ZADANIA DO WYKONANIA –
- A) Przeredaguj akapit wątku zaczynający się od słów „Czyżbyś łosi (-ów) nie lubił?” w zwięzłą listę punktów, zachowując jego główne fakty.
- B) Powtórz dosłownie fragment wątku od słów „Jak jesteś taki” aż do słów „OKE czy CKE?” włącznie.

WYŚWIETLANY TEKST –
-*-

Forum OSKKO - wątek

TEMAT: matura Kubusia Fatalisty?
strony: [ 1 ][ 2 ]
margocha10-12-2004 20:08:12   [#51]

AnJa

 

    Czyżbyś łosi (-ów) nie lubił?     Komplement o pięknej wypowiedzi z ust (spod klawiatury) pierwszego szydercy forum z wdzięcznością przyjmuję, nad łóżkiem ( sorry - biurkiem) powieszę, znajomym pokażę i w ogóle. Że łosiem zepsuta - trudno, łaski upraszam, poprawę obiecuję jak tylko mi termometr poniżej 38 pokaże (lekarski, żeby wątpliwości nie było). Pozdr.

AnJa10-12-2004 20:49:23   [#52]
Ja szyderca?

A kto tu się z siłaczek i misjonarzy z OKE i CKE okrutnie naigrywać zaczął????

Ja???
margocha10-12-2004 20:54:42   [#53]

 

     Ja? Okrutnie? Nigdy! ;-)

    Jak jesteś taki obrażony, zapraszam na wątek "kawowy" :-)

AnJa10-12-2004 21:26:36   [#54]
A ja niby czemu mam być obrażony? :-) Co to ja, uczciwszy uszy, OKE czy CKE?

-*-

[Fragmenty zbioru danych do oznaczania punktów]
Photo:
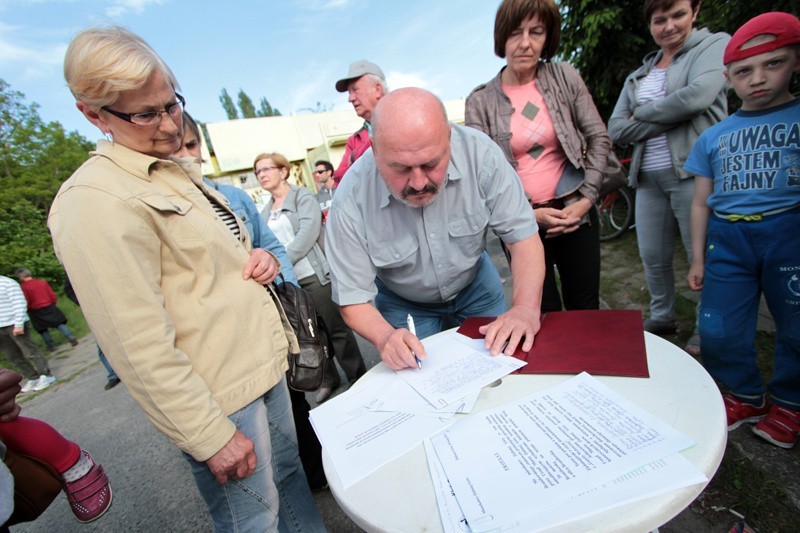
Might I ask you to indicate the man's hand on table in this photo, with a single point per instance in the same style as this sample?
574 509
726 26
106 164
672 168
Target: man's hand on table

-*-

WYNIKI KOŃCOWE –
- A)
- Pytanie, czy adresat nie lubi łosi (łosiów).
- Komplement o pięknej wypowiedzi od „pierwszego szydercy forum” zostaje przyjęty z wdzięcznością. Zostanie powieszony nad biurkiem i pokazany znajomym.
- Autorka przyznaje, że jest „łosiem zepsuta”, i prosi o łaskę.
- Obiecuje poprawę, gdy termometr lekarski pokaże poniżej 38.
- Pozdrowienia.

- B)
Jak jesteś taki obrażony, zapraszam na wątek "kawowy" :-)

AnJa10-12-2004 21:26:36   [#54]
A ja niby czemu mam być obrażony? :-) Co to ja, uczciwszy uszy, OKE czy CKE?